# Shedding and Oil Supplement



## jennnej (Jun 18, 2008)

I have a husky mix dog who sheds like there's no tomorrow (double coat), my vet suggested giving her a tablespoon of oil (any kind, like olive oil, canola...etc) with food everyday and it's supposed to help with the shedding. Has anyone tried this? We are only a week into doing this, no big results yet. Anyone has suggestions for shedding supplements? Thanks!


----------



## dtails (Mar 8, 2010)

Fish oil is going to be your best bet as far as an oil for shedding. It contains Omega 3 fatty acids and that is what will help with your dog's shedding. How long is your dog's hair? Depending on the length I have quite a few product suggests for you.


----------



## Donna5503 (Mar 13, 2009)

Hi ....unfortunately it's a Husky must!...especially in the Spring - they need to shed their undercoats - they still will have an undercoat but just not as thick! One thing I know is NEVER shave a Husky - it is very unhealthy for them. I've read that on all the Husky web-sites.

I have read that Olive Oil is good -- I put a teaspoon in with his food once in awhile -- 


The Furminator shedding equipment is very good -- The comb is a little expensive - I bought mine on Ebay and got if alot cheaper than the Pet Stores -- I also use the Spray -- it smells so good, and leaves his fur so soft.

I brush my guy once a week in the winter - and every 2 days in the warmer months. But he's worth it!


----------



## dtails (Mar 8, 2010)

A coat rake may work better than a furminator if your pet's coat is a little longer than a normal Husky. Also you can use any detangling or anti-static spray for dog's coats and it can be much cheaper than the furminator's spray. Also bathing your dog and using a heavy conditioner can help the undercoat come out. If you have a professional dog blow dryer it will help blow out the undercoat too.

◆ Goal of the exercise
Please write out the part of the dog-shedding thread that begins at the words "Fish oil is" and stops after "the Husky web-sites.".

◆ Data provided
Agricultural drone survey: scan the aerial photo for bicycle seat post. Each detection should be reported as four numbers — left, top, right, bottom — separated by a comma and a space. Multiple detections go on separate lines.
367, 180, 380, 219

◆ Exercise result
Fish oil is going to be your best bet as far as an oil for shedding. It contains Omega 3 fatty acids and that is what will help with your dog's shedding. How long is your dog's hair? Depending on the length I have quite a few product suggests for you.


----------



## Donna5503 (Mar 13, 2009)

Hi ....unfortunately it's a Husky must!...especially in the Spring - they need to shed their undercoats - they still will have an undercoat but just not as thick! One thing I know is NEVER shave a Husky - it is very unhealthy for them. I've read that on all the Husky web-sites.